:: Extracted text ::

Need to get 6102 kB of archives.
After this operation, 26.7 MB of additional disk space will be used.
Get:1 http://ports.ubuntu.com/ubuntu-ports jammy/main arm64 libboost-iostreams1.74.0 arm64 1.74.0-14ubuntu3 [243 kB]
Get:2 https://rdkit-rs-debian.s3.amazonaws.com jammy/main arm64 librdkit1 arm64 202209.3-2 [4144 kB]
Get:3 http://ports.ubuntu.com/ubuntu-ports jammy/main arm64 libboost-python1.74.0 arm64 1.74.0-14ubuntu3 [293 kB]
Get:4 http://ports.ubuntu.com/ubuntu-ports jammy/main arm64 libboost-serialization1.74.0 arm64 1.74.0-14ubuntu3 [319 kB]
Get:5 http://ports.ubuntu.com/ubuntu-ports jammy-updates/main arm64 libpixman-1-0 arm64 0.40.0-1ubuntu0.22.04.1 [160 kB]
Get:6 http://ports.ubuntu.com/ubuntu-ports jammy/main arm64 libxcb-render0 arm64 1.14-3ubuntu3 [16.2 kB]
Get:7 http://ports.ubuntu.com/ubuntu-ports jammy/main arm64 libxcb-shm0 arm64 1.14-3ubuntu3 [5848 B]
Get:8 http://ports.ubuntu.com/ubuntu-ports jammy/main arm64 libxrender1 arm64 1:0.9.10-1build4 [18.8 kB]
Get:9 http://ports.ubuntu.com/ubuntu-ports jammy/main arm64 libcairo2 arm64 1.16.0-5ubuntu2 [613 kB]
Get:10 http://ports.ubuntu.com/ubuntu-ports jammy/universe arm64 libcoordgen3 arm64 3.0.0-2 [209 kB]
Get:11 http://ports.ubuntu.com/ubuntu-ports jammy/universe arm64 libmaeparser1 arm64 1.2.4-1build1 [80.2 kB]
Fetched 6102 kB in 4s (1725 kB/s)
[[[ SNIP ]]]

You can see the apt dependency resolver is mixing S3 debian files with official files. Meaning we are spliced in to the dependency tree just right!

Multi Architecture Build

The rdkit debian packages are built for both amd64 and arm64 – we anticipate deploying to a heterogeneous cloud and we anticipate developers coming from both Intel laptops and M1 laptops. Docker does include a handy runtime translation engine, powered by QEMU, but we’d rather avoid expensive and unstable runtime translation.

We build rdkit twice, in two native environments provided by the paid buildjet service. It is extra overhead to manage the service and complicate our environment with a paid service but we could not get around GitHub Actions limitations: no native ARM64 environment so we needed to use QEMU build environments and a 60 minute build limit which was easily exceeded.

:::

Job
Write the next part of the text on building rdkit Debian packages, picking up after its last sentence. You won't need the lines that follow to do anything here.

:: Data ::

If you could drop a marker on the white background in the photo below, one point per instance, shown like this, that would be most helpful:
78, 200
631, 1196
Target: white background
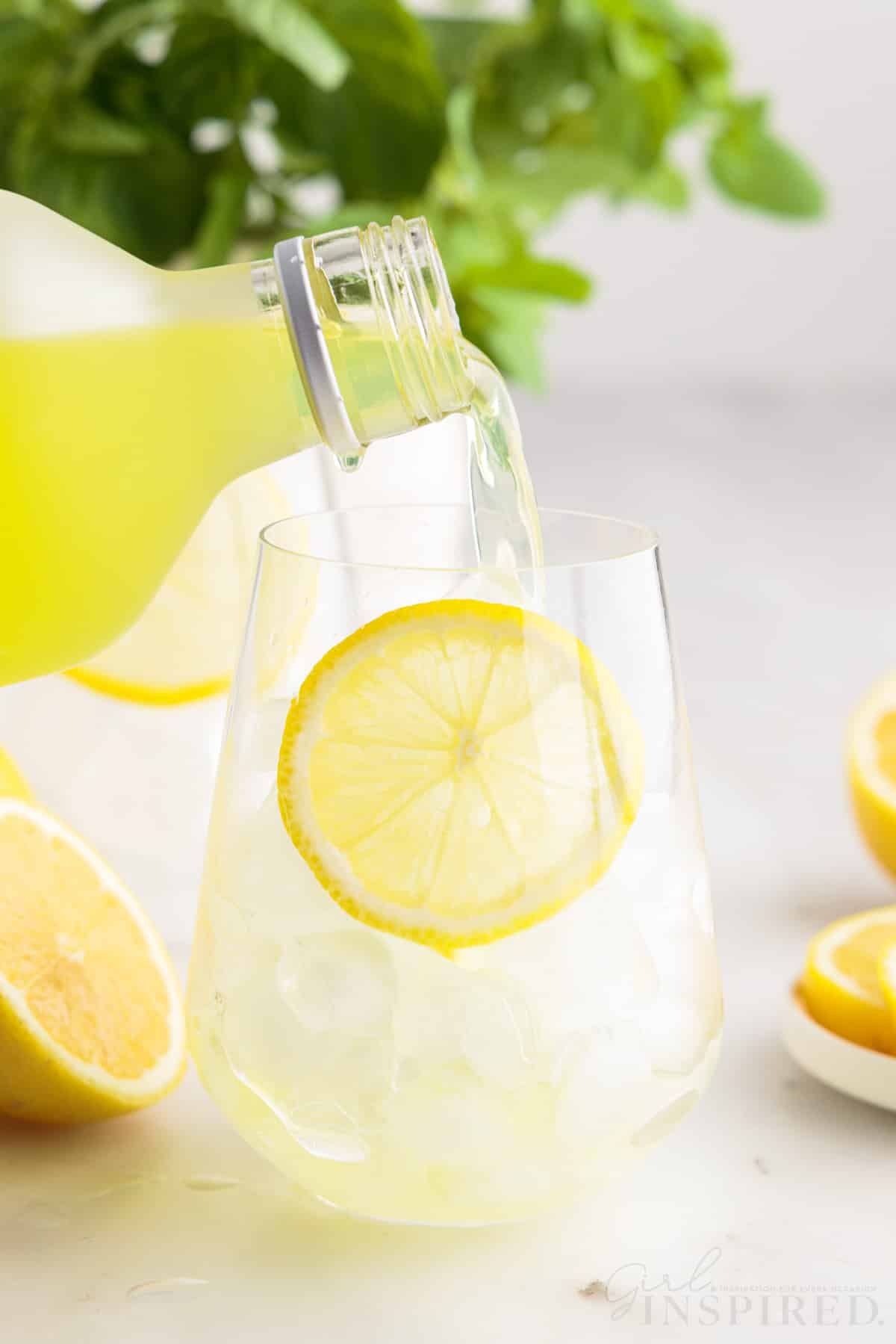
726, 294
732, 385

:::

Result for this exercise
Even though it wasn’t our final configuration, we did learn quite a bit about emulated cross builds from pbuilder and friends. Our notes follow.

Cross Compiling

True cross compilation would have been preferable, running an amd64-native binary of GCC to emit code for arm64 – fast enough to stay inside the free profile of GitHub Actions. Unfortunately true cross compilation is more than just installing the GCC binary for cross compilation. It’s a full system configuration nightmare when it comes to libraries. Debian’s apt installer doesn’t have an easy way of separating platforms – you can install foreign architecture libraries in your system with dpkg --add-architecture arm64 but you will be mixing and matching amd64 and arm64, keeping architectures straight is tough.

Compiling Through QEMU

QEMU is a processor and hardware emulator which lets you run, for example, arm64 on amd64. The runtime instruction translation is transparent but has noticeable overhead. QEMU forms a great base for building arm64 on amd64 through fancy sandboxes.

There’s a relatively well-documented but still complex constellation of tools which come together for reproducible build environments inside a Debian host. Among the many tools, the popular ones: qemu-user-static, chroot, binfmt (available since Linux 2.1.43), debootstrap, and a variety of glue scripts like pbuilder and cowbuilder. We can dig in to how to use those tools.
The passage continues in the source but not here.